JOB –
Extract every line of the following records that contains the string "umbrella". Case counts: a line qualifies only if its letters match in upper and lower case.

SUPPLIED RECORDS –
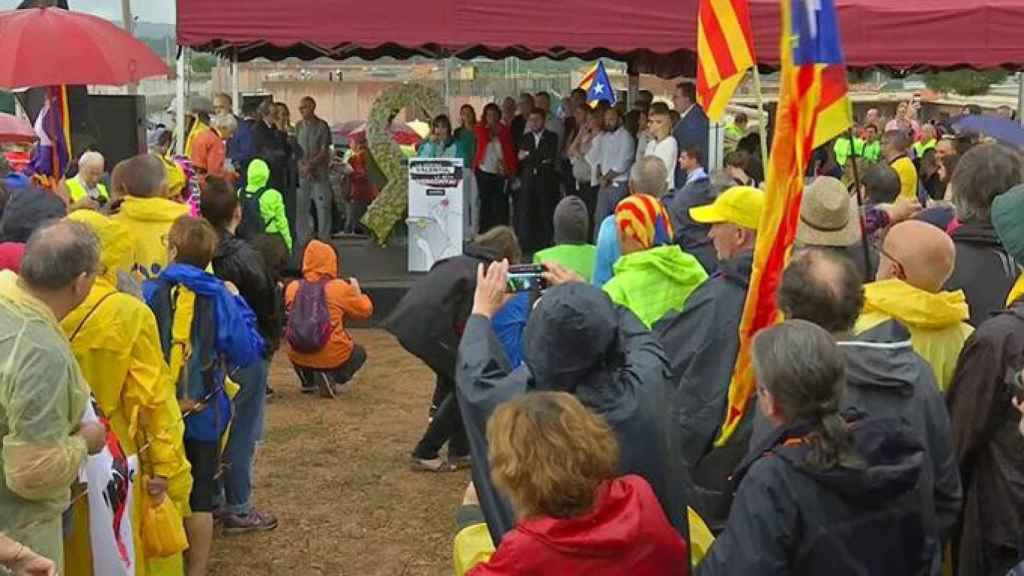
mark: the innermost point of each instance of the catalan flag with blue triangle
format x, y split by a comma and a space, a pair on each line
53, 128
598, 85
813, 108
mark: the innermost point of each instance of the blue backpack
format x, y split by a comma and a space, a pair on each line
309, 322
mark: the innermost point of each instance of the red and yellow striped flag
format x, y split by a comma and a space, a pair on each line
725, 52
813, 109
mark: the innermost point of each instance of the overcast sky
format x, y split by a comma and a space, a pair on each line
145, 10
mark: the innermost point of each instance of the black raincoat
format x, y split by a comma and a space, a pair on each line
702, 341
887, 379
792, 519
984, 271
429, 320
576, 341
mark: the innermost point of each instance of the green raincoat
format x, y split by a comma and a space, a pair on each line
42, 399
271, 204
654, 282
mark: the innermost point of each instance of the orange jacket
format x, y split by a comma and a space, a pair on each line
320, 262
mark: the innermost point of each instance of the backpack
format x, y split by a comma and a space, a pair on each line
252, 223
309, 322
200, 381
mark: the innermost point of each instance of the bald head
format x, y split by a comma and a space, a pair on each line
925, 253
141, 176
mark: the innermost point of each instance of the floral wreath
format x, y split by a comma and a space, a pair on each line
391, 204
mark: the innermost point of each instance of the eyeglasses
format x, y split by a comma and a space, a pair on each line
900, 273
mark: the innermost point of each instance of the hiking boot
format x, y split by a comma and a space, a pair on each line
253, 522
460, 462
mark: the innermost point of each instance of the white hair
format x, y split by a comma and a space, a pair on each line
224, 122
91, 157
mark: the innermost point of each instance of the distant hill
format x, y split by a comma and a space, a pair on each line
155, 30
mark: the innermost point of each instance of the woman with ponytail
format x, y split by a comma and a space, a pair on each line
829, 492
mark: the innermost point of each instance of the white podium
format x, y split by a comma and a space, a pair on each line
436, 193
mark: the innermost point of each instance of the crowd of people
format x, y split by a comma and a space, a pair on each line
885, 435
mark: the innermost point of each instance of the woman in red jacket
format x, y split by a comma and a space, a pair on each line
495, 163
556, 462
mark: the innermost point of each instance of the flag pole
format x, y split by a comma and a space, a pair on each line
856, 194
763, 121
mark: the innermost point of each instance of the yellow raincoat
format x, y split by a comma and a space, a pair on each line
1016, 291
42, 399
148, 220
118, 348
937, 322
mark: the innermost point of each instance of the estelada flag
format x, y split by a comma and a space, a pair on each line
813, 109
725, 52
598, 86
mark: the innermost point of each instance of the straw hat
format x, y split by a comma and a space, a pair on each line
828, 216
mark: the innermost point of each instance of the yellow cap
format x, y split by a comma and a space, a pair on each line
739, 205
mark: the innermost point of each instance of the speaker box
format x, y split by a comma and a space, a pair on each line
119, 121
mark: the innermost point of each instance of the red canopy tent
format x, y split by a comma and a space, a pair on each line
657, 36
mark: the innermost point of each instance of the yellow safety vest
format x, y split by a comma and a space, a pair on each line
77, 191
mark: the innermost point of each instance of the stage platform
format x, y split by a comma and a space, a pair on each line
382, 273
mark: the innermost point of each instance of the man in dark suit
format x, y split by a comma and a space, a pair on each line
536, 203
518, 126
692, 128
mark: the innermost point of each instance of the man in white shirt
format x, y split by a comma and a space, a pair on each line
663, 144
611, 156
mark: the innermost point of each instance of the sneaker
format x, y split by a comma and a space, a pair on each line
431, 465
460, 462
326, 386
253, 522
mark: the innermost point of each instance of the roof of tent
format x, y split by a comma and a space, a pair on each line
657, 36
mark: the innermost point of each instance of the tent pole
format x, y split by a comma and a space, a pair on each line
1020, 97
763, 121
634, 86
236, 96
179, 108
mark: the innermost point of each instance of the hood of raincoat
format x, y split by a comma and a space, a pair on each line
153, 209
880, 358
610, 529
913, 306
570, 337
320, 262
891, 455
668, 261
257, 175
117, 246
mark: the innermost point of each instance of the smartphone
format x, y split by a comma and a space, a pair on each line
1018, 387
525, 278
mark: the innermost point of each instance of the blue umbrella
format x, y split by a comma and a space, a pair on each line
1006, 131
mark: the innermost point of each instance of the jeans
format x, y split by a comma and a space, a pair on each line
607, 198
494, 201
314, 191
446, 426
247, 428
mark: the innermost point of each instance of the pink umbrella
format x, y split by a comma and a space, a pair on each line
14, 129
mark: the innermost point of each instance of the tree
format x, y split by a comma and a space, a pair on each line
965, 82
203, 64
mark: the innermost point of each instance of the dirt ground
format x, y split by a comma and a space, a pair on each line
336, 475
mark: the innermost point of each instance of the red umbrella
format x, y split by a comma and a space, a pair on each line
51, 46
14, 129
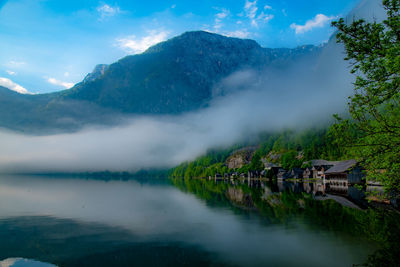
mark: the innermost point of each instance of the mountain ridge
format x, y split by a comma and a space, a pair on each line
171, 77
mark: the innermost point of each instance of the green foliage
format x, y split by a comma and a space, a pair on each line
373, 132
256, 163
290, 160
313, 143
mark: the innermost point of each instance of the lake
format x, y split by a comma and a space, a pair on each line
89, 222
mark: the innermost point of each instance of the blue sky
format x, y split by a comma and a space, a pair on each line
48, 45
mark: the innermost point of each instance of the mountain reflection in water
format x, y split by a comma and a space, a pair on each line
187, 222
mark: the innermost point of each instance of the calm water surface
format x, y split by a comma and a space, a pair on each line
70, 222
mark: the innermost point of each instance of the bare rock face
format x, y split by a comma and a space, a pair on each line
240, 157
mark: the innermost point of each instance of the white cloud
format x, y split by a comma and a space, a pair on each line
219, 17
13, 86
10, 72
54, 81
238, 34
251, 11
135, 45
17, 64
319, 21
108, 11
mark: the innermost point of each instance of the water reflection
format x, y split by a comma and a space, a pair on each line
70, 221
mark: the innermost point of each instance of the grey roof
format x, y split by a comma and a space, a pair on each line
322, 162
342, 166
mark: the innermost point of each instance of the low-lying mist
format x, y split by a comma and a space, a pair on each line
248, 102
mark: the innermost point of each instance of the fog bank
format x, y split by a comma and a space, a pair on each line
304, 94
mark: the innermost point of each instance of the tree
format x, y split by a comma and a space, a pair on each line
373, 131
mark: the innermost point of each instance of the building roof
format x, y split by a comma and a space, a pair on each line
342, 166
322, 162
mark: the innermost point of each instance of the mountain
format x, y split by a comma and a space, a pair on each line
177, 75
171, 77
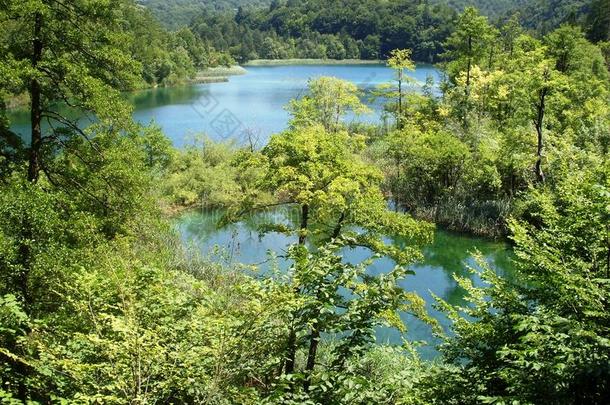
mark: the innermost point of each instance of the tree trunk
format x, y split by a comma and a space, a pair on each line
339, 225
36, 108
399, 115
539, 123
304, 221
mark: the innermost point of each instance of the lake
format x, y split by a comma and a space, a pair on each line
450, 254
255, 102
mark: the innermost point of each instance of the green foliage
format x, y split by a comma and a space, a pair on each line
327, 102
367, 29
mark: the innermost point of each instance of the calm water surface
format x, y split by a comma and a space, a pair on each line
255, 102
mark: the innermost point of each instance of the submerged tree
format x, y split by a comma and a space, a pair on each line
327, 102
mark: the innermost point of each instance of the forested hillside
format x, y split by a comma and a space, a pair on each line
369, 29
102, 302
179, 13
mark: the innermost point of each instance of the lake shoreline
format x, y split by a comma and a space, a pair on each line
296, 61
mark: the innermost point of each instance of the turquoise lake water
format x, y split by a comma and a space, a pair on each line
252, 102
255, 102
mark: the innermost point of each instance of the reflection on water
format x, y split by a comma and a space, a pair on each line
449, 255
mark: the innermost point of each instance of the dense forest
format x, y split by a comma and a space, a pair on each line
100, 302
362, 29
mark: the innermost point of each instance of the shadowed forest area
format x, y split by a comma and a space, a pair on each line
101, 301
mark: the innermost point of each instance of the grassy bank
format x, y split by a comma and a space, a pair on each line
277, 62
218, 74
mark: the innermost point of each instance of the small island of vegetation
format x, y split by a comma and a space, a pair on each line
101, 302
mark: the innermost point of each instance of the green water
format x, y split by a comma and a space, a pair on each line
450, 254
255, 102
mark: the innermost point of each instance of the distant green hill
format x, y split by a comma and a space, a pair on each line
177, 13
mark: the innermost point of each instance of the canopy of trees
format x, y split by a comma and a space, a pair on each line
100, 302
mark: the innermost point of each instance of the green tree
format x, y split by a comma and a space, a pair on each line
327, 102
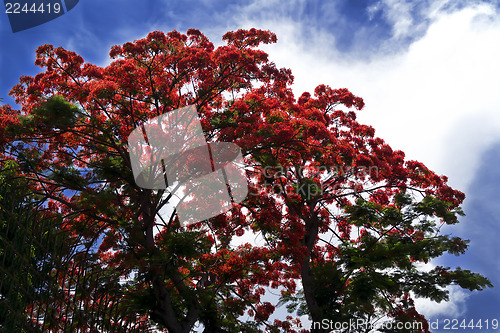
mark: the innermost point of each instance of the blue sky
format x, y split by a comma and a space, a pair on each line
428, 71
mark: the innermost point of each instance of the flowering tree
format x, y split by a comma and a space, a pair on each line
344, 219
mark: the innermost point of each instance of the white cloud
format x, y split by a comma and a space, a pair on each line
454, 308
437, 100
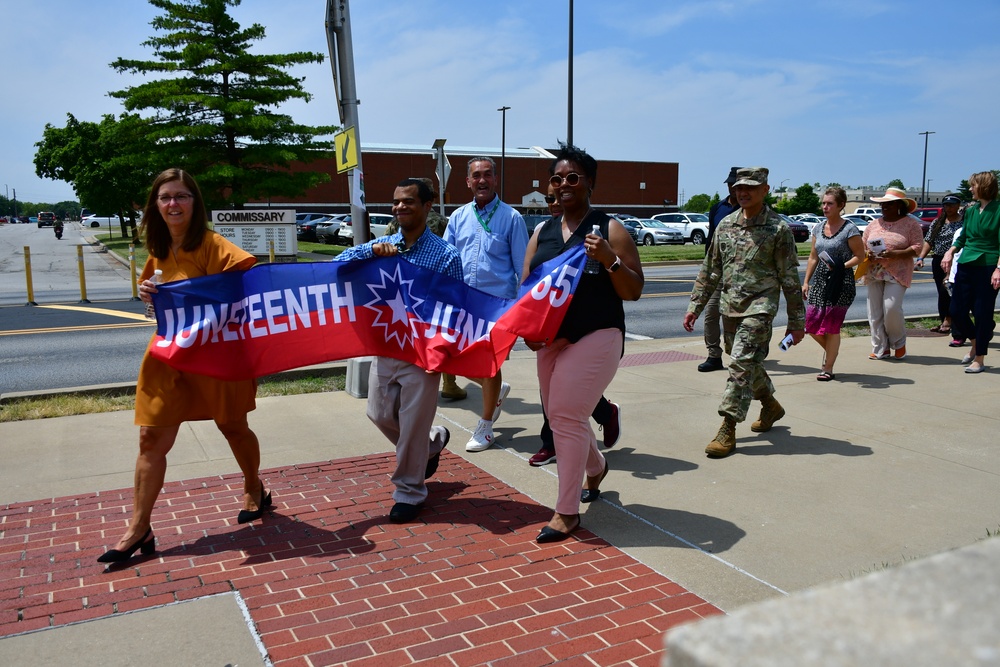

RESPONSE TO THIS TASK –
mark: the innermost point of each instance of the blue umbrella
mark: the innermost point of each instance of the pink umbrella
mark: the innermost point of each instance of the red umbrella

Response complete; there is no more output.